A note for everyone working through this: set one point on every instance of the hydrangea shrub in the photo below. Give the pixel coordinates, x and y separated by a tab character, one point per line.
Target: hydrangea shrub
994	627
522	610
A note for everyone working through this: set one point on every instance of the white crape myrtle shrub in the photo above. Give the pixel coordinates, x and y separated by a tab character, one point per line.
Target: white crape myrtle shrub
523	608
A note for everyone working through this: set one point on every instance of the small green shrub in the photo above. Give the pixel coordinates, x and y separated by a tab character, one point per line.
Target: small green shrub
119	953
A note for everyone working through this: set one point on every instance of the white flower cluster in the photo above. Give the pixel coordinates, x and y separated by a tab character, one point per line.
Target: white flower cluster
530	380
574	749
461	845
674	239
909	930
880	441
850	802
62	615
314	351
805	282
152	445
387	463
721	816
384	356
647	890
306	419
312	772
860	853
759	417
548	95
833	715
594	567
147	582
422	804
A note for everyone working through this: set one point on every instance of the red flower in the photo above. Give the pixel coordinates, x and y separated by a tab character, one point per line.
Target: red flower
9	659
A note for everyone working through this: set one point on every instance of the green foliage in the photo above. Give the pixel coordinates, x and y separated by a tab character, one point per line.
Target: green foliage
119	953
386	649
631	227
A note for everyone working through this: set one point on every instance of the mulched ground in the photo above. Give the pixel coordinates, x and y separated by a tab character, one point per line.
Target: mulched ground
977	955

• [Task requirements]
Only an exact retyping of the full data will do.

• [Output for this task]
A note for everyone working through this: set one point on every instance of the hydrangea shrub in the photo below. Give the pixel coordinates, x and y separated by a tab character, one point per line.
Target: hydrangea shrub
994	627
522	610
A note for everyone working through this: set one point on every instance of the white crape myrtle shrub in the photo above. Give the pixel coordinates, x and y separated by a tab character, one point per line.
Target: white crape myrtle shrub
523	608
A note for everyone working through this: set one point on every instance of the small green shrub in the photo above. Give the pixel coordinates, x and y separated by a tab character, one point per line.
Target: small green shrub
119	953
A note for everyone working through this: set one point on every instance of the white flower cluster in the photo above. Give the pixel coordinates, x and y separated by a tab character, one point per line.
Target: white flower cluster
530	380
574	749
461	845
674	239
909	930
880	441
850	802
62	615
314	351
805	282
152	445
387	463
721	816
384	356
647	890
306	419
312	772
860	853
759	417
548	95
833	715
594	567
147	582
422	804
A note for everyone working through this: set one point on every instance of the red flower in the photo above. Give the pixel coordinates, x and y separated by a tab character, one point per line.
Target: red flower
9	659
A note for everyone working through this: set one point on every instance of the green foliage in the photo above. Give the pixel coordinates, x and y separated by a tab character, one point per line.
Target: green foliage
119	953
386	649
631	227
A note for everyone working through this: set one point on every instance of the mulched ground in the photo above. Give the pixel coordinates, x and y separated by a tab character, one point per line.
Target: mulched ground
977	955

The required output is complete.